(Leestekst):
© Aart van der Wal, juni 2018
Mendelssohn: Elias op. 70 (Oratorium nach Worten des Alten Testaments)
Christian Immler (bas – Elias), Rachel Nicholls (sopraan), Roxana Constantinescu (alt), James Gilchrist (tenor)
Bach Collegium Japan
Juilliard415
Yale Voxtet
Dirigent: Masaaki Suzuki
Het Bach Collegium Japan en Yale Voxtet n het Gewandhaus (foto © Luca Kunze)
Succes
De geschiedenis van de profeet Elia (of Elias) moet Mendelssohn (1809-1847) sterk tot zijn muzikale verbeelding hebben gesproken. Geen wonder, want de machtsstrijd tussen de aanbidders van Jahweh en Baäl zoals die in 1 en 2 Koningen uit de doeken wordt gedaan kent vele zowel woeste als contemplatieve taferelen die in muzikaal opzicht zeker kunnen worden uitgebuit; en zeker als er het muzikale genie van Mendelssohn aan te pas komt. Het resultaat liegt er dan ook niet om: een onafgebroken flonkerend en sterk expanderend oratorium waarvan de première in augustus 1846 in het Engelse Birmingham ongekende ovaties tot gevolg had. Mendelssohn kon tevreden zijn: Elijah (in de Engelse vertaling van het stuk) stond op de kaart, en hoe. Het succes was zelfs nog groter dan van zijn zeventien jaar eerder voor het eerst uitgevoerde oratorium ‘Paulus’. Lang mocht de componist er niet van genieten, want hij overleed ruim een jaar later in Leipzig, op 4 november 1847.
Homogeen
Mendelssohn toont zich in ‘Elias’ bepaald niet als de componist van ‘Een midzomernachtsdroom’. De zware koperakkoorden waarmee Elias door het gehele werk heen wordt begeleid – ze fungeren als ‘Leitmotiv’ -, de gejaagdheid die het stuk voornamelijk kenmerkt, maar ook het overdonderende natuurgeweld dat rauw wordt uitgebeeld spreken een geheel andere taal. Het is de taal van de Bijbel, in het bijzonder die van het Oude Testament, waarin het in het boek Koningen draait om Gods toorn, maar ook om diep menselijke wanhoop en onstuitbare razernij. Rampen worden verkondigd, het volk wordt aangemoedigd om Elias te vermoorden, het kan niet op, er lijkt maar geen einde te komen aan de vele verschrikkingen. De koorklank heeft Mendelssohn doelbewust homogeen gecomponeerd. Het is immers het volk dat spreekt. De complexe fuga bewaarde Mendelssohn voor het slot van de beide delen, maar dan wel met groots effect.

Puntannotaties bij foto's
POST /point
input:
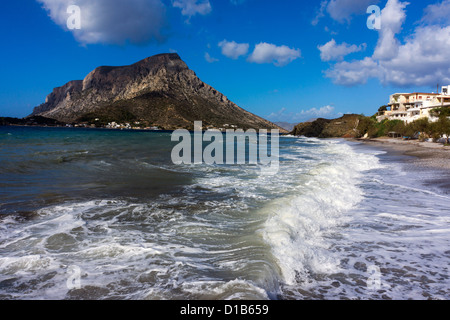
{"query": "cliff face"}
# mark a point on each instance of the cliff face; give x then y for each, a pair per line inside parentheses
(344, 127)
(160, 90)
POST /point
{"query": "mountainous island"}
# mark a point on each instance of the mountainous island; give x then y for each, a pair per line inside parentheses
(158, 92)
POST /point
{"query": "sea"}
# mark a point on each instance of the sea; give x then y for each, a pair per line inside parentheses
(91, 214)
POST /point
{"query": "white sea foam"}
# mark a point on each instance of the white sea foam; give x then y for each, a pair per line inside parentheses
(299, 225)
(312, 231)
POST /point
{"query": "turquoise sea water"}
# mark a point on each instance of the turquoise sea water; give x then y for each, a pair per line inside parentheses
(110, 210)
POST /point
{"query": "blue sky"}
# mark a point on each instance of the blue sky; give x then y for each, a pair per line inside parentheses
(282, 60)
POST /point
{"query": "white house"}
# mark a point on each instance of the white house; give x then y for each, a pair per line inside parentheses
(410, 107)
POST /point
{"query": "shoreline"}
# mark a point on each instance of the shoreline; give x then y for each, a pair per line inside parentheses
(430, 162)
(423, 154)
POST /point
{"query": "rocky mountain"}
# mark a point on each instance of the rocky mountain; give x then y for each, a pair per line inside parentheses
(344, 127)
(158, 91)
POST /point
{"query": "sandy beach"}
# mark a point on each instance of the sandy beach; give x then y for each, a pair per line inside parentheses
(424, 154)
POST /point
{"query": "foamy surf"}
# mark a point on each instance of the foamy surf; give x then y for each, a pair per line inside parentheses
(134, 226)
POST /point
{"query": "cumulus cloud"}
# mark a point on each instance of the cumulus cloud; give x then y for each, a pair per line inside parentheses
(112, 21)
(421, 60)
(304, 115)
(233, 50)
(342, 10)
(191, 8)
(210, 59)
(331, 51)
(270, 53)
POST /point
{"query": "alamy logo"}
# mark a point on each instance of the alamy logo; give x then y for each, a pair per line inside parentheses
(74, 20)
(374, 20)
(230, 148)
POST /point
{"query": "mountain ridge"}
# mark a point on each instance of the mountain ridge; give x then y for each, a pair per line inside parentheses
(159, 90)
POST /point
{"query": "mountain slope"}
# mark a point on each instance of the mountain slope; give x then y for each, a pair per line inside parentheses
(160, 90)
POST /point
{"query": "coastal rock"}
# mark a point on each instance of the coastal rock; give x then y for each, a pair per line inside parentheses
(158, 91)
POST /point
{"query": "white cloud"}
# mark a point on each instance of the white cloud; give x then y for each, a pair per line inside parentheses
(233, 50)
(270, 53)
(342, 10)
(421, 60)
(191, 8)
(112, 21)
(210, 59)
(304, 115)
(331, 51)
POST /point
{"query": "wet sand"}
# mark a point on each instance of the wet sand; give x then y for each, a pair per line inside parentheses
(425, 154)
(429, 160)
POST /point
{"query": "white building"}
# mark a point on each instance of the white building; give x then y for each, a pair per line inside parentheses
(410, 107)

--

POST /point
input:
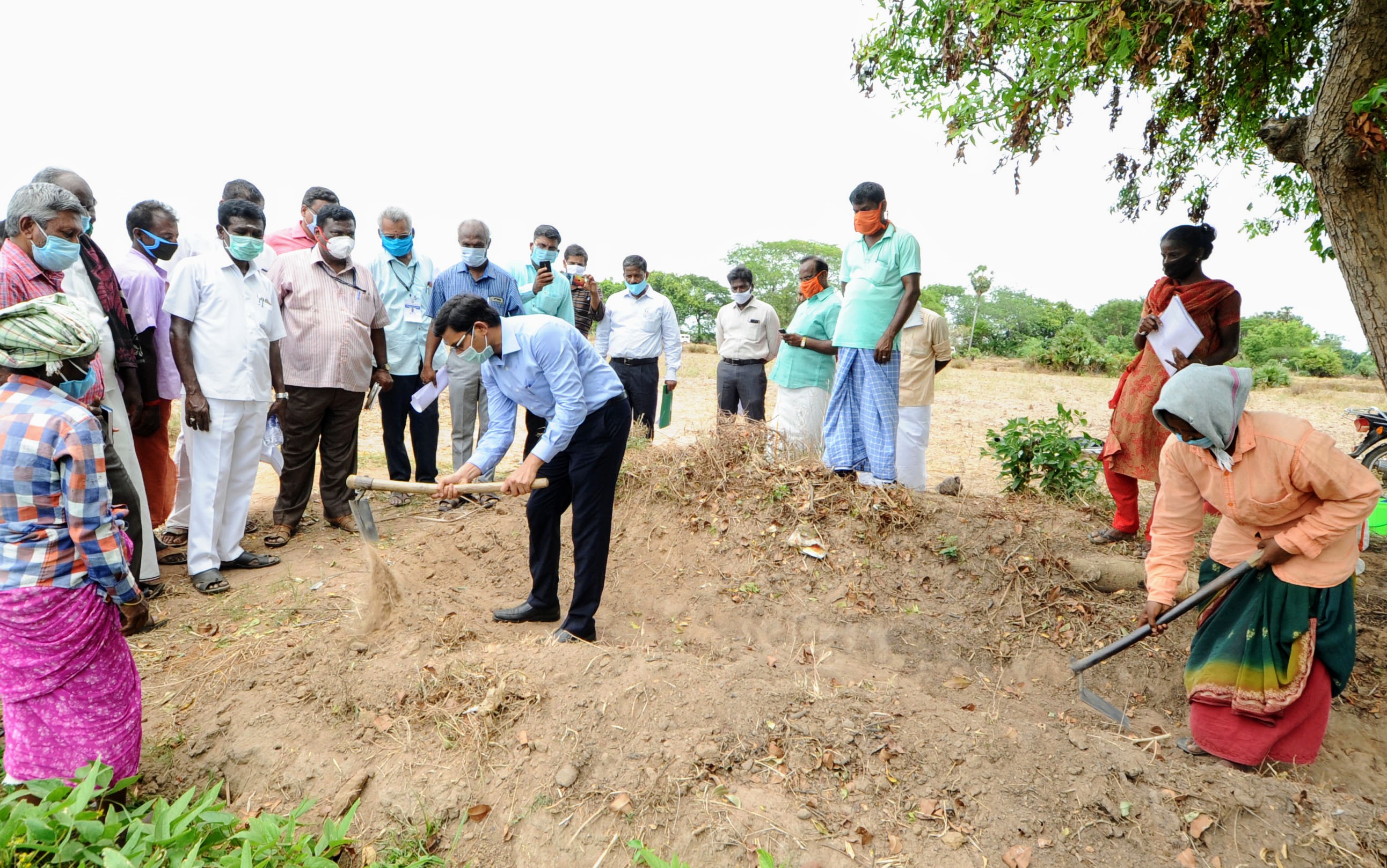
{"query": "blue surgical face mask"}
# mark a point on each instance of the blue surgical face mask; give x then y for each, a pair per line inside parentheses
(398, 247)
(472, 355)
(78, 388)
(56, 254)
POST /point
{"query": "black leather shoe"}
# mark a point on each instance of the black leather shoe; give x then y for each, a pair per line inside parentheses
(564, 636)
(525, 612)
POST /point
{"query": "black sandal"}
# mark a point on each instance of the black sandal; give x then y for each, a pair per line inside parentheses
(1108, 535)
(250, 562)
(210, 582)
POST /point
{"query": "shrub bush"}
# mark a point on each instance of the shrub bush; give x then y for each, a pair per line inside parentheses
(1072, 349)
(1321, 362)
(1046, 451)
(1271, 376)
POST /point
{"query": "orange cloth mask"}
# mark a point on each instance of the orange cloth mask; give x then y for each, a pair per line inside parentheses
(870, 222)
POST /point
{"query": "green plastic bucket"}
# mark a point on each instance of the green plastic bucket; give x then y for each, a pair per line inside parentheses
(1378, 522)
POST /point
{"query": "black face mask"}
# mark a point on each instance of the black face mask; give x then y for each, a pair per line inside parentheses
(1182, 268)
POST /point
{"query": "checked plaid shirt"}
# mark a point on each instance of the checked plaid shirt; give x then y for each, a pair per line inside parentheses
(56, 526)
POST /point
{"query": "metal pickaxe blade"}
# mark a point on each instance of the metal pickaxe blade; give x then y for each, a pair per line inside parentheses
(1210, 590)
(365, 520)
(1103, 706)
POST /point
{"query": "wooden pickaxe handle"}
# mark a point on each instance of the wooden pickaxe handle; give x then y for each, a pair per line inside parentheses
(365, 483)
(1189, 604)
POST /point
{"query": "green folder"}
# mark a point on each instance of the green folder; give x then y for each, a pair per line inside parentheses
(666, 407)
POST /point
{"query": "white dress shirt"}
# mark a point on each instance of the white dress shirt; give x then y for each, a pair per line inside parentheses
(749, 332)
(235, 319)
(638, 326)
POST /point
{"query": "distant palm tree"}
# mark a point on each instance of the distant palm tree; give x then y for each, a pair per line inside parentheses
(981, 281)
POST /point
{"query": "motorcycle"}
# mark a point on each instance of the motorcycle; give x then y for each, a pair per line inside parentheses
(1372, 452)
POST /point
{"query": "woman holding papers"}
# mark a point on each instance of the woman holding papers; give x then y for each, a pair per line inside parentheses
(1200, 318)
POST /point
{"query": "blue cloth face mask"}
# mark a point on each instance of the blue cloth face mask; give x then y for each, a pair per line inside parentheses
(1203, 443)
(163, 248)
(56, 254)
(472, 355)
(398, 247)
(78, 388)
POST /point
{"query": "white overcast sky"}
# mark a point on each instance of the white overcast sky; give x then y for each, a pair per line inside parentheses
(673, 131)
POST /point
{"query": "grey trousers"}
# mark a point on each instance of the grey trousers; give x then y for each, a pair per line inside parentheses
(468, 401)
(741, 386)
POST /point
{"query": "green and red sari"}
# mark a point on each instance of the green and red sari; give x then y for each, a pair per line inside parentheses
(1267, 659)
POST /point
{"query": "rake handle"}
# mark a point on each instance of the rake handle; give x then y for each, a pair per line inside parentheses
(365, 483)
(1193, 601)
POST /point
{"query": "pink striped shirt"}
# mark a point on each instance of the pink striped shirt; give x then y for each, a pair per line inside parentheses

---

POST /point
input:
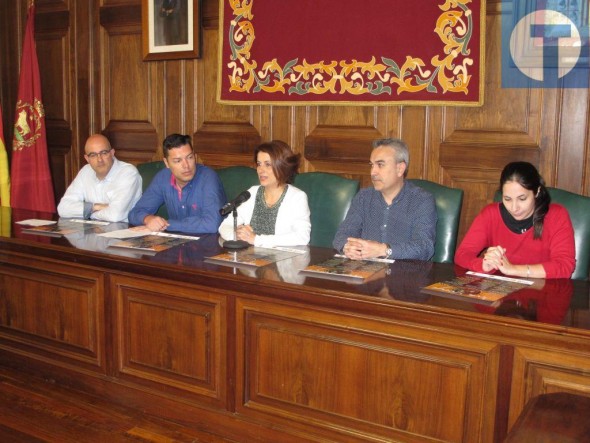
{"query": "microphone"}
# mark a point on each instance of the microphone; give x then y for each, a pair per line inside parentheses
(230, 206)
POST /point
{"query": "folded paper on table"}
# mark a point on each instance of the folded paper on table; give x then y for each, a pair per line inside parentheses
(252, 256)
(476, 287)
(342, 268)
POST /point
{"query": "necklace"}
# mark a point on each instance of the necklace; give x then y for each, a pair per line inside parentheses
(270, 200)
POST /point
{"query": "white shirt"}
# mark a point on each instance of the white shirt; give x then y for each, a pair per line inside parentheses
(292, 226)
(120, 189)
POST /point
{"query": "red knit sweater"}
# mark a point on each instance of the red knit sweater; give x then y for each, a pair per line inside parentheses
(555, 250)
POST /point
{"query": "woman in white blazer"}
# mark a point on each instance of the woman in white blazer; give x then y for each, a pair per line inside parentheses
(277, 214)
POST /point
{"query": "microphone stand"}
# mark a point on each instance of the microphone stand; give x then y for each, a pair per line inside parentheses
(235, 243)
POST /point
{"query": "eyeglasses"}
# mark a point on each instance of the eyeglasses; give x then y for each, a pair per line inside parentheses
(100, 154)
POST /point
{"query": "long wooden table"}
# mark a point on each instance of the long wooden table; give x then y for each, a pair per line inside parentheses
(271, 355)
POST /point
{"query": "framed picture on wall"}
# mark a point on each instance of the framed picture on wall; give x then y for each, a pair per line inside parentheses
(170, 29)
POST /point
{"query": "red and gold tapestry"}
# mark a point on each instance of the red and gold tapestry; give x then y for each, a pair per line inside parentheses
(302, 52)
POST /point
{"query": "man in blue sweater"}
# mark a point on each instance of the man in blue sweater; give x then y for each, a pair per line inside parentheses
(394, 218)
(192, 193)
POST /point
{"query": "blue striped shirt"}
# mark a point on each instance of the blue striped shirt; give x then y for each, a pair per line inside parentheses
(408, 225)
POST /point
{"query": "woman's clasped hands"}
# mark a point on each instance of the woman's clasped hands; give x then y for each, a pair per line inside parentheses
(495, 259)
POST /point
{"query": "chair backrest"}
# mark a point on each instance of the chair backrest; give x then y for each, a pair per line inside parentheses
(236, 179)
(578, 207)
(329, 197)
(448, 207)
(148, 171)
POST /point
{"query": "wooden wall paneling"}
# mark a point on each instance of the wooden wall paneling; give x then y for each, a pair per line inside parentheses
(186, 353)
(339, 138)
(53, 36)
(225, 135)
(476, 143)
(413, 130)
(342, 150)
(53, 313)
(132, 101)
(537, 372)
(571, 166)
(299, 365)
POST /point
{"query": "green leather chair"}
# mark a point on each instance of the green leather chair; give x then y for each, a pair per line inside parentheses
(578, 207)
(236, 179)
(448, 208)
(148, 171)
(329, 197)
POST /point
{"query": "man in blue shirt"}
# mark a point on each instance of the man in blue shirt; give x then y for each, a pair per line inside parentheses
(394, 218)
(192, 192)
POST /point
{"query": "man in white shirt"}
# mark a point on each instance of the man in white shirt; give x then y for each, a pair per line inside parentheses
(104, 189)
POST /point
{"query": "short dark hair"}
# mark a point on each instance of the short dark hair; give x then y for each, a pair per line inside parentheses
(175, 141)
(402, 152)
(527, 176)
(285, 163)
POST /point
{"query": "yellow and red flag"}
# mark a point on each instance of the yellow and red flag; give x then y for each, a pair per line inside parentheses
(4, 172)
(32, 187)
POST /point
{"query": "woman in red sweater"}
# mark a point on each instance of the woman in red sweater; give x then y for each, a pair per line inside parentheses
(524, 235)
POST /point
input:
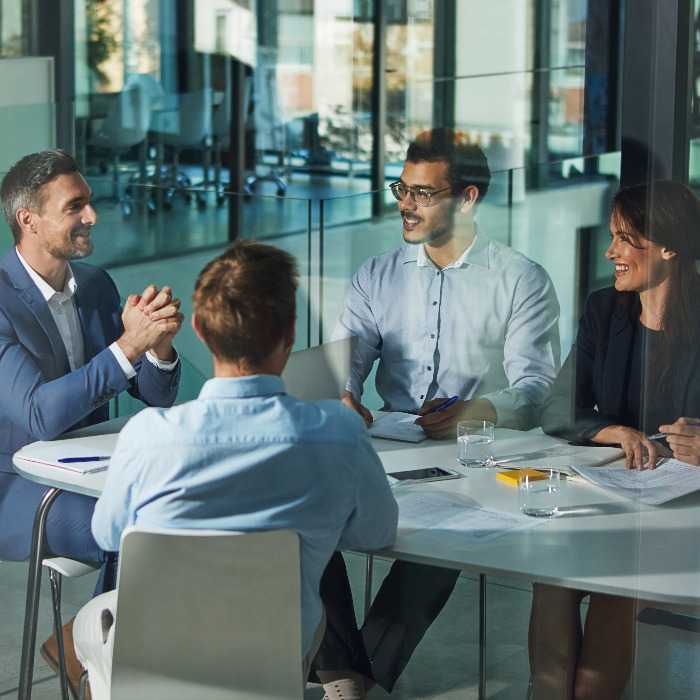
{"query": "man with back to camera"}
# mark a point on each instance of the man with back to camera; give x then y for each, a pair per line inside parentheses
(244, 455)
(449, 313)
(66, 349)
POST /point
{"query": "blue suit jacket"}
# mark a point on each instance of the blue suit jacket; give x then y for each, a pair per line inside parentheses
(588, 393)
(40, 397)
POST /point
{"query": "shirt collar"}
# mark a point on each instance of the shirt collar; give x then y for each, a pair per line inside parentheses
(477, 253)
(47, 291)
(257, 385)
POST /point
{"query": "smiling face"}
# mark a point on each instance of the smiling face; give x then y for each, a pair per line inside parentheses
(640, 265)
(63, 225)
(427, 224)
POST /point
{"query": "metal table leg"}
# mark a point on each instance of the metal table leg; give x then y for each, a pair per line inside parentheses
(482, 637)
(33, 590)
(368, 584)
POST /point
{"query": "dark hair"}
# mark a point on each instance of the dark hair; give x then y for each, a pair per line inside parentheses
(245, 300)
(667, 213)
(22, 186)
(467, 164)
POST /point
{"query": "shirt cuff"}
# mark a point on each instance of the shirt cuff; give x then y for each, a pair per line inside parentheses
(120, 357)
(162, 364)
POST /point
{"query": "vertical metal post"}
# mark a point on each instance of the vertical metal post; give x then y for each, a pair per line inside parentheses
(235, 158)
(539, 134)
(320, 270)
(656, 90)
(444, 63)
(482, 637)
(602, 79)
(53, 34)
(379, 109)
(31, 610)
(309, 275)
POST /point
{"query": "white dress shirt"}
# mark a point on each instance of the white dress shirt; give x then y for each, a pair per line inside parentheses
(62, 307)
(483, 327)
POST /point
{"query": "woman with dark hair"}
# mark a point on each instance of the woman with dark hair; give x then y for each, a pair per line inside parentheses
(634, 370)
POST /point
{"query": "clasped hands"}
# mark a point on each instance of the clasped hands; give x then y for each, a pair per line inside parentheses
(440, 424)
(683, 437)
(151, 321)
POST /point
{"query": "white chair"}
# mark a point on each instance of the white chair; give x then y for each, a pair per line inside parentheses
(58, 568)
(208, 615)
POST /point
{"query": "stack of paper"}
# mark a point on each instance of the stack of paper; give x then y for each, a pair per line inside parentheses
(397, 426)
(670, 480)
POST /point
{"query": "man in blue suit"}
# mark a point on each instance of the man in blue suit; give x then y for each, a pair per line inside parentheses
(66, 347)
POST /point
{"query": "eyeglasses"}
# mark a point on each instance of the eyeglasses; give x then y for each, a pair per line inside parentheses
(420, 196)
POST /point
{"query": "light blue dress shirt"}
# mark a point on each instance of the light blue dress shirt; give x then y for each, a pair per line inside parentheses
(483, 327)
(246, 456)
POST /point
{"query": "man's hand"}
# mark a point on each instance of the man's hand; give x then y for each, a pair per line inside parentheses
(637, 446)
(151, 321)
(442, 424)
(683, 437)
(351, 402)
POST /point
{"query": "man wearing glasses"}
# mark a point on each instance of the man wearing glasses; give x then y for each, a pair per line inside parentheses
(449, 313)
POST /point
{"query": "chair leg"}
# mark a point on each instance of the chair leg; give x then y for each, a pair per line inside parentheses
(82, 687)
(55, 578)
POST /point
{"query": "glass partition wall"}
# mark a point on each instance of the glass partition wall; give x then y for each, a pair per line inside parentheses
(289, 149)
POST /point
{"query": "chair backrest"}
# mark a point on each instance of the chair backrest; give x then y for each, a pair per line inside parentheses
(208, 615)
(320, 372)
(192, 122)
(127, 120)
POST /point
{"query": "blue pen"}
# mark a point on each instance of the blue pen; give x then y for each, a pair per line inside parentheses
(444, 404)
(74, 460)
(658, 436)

(Opdrachtdoel): Ga verder met de leestekst over Mendelssohns ‘Elias’ en schrijf door na de laatste zin.

(Antwoord):
Tot in de puntjes uitgewerkt
De goddelijke toorn in ‘Elias’ betekent staat uiteraard niet op zichzelf, maar is rechtstreeks gelieerd aan het menselijke drama dat zich in Mendelssohns oratorium met grote expressieve kracht ontvouwt. Het moet een kolfje naar zijn hand zijn geweest. In de uitvoering in de grote zaal van het Gewandhaus op 12 juni lag daarop ook terecht de klemtoon, met de bas Christian Immler in de zowel vocaal als interpretatief zeer sterke rol van de profeet Elias. Hij droeg ze met verve uit, diens belangrijkste eigenschappen van goedheid, warmte, twijfel en falen, maar ook die een onbetwiste autoriteit. Zoals ook de overige solisten een grandioos inzicht boden in het steeds wisselende rollenspel, met ware meesterhand geleid door dirigent Masaaki Suzuki die niets op had met trucjes of maniertjes, maar had gekozen voor een tot in de puntjes uitgewerkte muzikale dramaturgie. Dat laatste was per saldo misschien nog wel het belangrijkste, want anders wil dit oratorium nogal eens verzanden in een schier eindeloze reeks recitatieven en aria’s waarin het onderlinge verband soms ver te zoeken lijkt. Terwijl dat er door de componist wel degelijk is ingelegd. In die zin verschilt een oratorium zoals Elias niet veel van het seculiere muziektheater: als al vanaf het begin een duidelijke richting en samenhang ontbreekt, gaat het in muziekdramatisch opzicht al snel bergafwaarts en uiteindelijk ter ziele.
Masaaki Suzuki in het Gewandhaus (foto © Luca Kunze)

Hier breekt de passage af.